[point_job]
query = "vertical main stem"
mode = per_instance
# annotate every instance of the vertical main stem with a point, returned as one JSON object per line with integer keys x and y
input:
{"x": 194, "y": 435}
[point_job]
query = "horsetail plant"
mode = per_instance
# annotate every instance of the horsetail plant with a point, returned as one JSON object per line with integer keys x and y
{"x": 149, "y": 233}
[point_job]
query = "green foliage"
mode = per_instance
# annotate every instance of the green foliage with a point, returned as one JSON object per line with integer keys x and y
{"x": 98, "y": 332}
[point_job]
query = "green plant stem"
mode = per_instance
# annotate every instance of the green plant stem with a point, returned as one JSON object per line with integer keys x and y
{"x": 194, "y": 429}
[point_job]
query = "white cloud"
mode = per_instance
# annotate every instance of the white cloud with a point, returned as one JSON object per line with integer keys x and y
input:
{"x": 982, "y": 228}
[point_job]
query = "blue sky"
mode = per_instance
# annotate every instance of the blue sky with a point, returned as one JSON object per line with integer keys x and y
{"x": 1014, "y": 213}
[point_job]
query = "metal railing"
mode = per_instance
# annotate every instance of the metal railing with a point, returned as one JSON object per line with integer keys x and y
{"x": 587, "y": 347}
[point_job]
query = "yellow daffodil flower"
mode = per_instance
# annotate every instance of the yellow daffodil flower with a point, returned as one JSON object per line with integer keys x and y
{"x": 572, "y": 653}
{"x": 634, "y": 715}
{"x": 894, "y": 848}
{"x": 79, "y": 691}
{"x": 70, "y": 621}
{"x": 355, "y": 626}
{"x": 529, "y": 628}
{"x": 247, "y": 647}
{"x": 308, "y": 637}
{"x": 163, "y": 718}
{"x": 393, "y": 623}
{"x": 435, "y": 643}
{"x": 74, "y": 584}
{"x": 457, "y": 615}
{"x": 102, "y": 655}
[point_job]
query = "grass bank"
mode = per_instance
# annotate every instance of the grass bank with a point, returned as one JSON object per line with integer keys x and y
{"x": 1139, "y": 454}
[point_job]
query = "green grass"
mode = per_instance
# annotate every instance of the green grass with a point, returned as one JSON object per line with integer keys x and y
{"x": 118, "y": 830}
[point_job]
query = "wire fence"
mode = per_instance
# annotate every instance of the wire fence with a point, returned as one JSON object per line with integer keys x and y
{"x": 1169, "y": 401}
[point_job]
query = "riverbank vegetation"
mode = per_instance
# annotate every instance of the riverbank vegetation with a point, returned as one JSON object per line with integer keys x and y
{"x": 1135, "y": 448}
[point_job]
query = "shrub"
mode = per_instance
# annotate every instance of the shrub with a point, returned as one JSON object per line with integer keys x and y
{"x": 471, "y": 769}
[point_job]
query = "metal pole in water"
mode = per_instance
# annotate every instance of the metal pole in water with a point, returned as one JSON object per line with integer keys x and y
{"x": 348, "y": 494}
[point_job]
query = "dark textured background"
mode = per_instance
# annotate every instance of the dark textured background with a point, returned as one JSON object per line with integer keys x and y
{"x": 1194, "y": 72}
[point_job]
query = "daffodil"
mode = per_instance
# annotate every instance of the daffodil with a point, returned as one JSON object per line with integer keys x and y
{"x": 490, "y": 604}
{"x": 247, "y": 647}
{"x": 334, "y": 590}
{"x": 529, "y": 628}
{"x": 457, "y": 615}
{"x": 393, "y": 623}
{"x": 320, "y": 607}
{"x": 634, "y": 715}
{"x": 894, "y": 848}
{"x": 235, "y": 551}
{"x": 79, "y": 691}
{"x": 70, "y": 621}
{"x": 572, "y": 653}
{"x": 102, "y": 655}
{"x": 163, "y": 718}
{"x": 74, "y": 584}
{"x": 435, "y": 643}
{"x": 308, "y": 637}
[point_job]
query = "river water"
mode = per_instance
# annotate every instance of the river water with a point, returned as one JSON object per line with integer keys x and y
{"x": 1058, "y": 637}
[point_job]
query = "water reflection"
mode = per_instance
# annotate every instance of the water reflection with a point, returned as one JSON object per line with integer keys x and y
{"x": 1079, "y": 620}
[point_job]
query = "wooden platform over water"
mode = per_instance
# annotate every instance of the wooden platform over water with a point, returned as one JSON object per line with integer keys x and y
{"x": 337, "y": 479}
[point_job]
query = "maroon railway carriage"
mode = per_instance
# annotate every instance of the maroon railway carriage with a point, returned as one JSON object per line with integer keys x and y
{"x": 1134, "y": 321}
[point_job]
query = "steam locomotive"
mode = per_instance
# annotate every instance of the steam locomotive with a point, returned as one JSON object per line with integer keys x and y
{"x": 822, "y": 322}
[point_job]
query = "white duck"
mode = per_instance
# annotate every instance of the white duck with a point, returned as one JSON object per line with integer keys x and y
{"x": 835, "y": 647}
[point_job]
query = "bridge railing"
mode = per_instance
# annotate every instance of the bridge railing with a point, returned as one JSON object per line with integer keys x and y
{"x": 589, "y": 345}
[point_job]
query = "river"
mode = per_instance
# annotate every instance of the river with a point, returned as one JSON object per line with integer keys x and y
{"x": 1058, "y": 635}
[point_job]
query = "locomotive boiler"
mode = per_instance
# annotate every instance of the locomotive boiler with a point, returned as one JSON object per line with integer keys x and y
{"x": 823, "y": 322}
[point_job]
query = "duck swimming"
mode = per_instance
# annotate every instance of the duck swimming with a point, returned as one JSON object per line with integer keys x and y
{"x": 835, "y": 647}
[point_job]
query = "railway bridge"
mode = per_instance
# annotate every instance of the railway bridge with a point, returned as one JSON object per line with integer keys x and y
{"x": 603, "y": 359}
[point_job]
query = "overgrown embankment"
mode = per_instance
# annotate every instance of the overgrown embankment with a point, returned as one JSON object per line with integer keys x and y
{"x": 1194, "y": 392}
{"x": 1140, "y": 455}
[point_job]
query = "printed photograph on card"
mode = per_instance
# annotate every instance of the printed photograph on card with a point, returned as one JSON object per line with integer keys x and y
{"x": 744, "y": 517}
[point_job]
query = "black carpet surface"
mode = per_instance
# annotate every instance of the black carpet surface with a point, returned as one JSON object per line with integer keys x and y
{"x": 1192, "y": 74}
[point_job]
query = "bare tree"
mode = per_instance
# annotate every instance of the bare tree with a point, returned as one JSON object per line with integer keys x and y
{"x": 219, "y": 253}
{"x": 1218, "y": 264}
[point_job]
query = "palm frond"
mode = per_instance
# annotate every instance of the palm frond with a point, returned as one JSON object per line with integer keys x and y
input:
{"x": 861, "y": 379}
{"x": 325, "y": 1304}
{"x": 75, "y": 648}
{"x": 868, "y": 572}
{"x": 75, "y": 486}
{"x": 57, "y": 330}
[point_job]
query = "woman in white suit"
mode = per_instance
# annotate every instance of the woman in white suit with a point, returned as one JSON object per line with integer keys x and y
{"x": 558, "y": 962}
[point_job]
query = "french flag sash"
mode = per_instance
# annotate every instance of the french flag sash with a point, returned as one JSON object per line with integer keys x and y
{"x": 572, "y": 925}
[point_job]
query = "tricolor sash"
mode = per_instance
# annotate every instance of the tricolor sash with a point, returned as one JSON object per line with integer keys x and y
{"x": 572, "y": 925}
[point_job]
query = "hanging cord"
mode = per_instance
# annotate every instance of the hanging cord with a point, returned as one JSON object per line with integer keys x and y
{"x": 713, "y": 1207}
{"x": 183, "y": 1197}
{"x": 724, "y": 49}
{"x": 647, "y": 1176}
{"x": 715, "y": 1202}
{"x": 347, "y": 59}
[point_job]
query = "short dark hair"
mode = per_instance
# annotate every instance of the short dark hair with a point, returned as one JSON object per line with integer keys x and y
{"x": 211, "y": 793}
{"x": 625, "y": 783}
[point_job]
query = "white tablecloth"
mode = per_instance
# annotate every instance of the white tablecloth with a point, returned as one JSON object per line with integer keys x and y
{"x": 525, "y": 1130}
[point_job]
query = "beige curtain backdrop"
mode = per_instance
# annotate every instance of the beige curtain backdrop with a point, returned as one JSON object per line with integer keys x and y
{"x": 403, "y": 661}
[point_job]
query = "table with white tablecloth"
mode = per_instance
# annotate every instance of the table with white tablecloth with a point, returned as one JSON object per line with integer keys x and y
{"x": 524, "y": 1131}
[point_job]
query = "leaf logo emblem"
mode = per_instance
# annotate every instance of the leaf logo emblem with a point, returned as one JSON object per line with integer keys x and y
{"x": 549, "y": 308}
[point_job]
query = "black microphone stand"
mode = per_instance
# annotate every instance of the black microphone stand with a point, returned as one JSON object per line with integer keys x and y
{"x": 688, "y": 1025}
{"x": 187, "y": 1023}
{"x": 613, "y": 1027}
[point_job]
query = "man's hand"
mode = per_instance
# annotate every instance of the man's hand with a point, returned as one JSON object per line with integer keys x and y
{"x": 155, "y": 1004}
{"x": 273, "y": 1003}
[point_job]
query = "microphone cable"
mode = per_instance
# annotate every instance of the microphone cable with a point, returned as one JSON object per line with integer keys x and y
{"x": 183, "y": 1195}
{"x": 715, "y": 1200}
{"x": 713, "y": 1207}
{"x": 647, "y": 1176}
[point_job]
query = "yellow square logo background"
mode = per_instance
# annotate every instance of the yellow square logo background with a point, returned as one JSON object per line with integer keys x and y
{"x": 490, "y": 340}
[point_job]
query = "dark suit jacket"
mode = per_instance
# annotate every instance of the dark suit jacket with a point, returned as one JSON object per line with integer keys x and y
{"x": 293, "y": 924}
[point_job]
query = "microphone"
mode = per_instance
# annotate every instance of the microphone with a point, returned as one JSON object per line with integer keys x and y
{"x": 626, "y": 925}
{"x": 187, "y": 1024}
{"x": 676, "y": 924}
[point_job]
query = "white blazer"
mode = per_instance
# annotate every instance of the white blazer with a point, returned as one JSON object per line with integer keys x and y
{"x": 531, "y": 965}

==*==

Goal of the exercise:
Nothing but a number should be given: how many lines in the records hold the word "main".

Answer:
2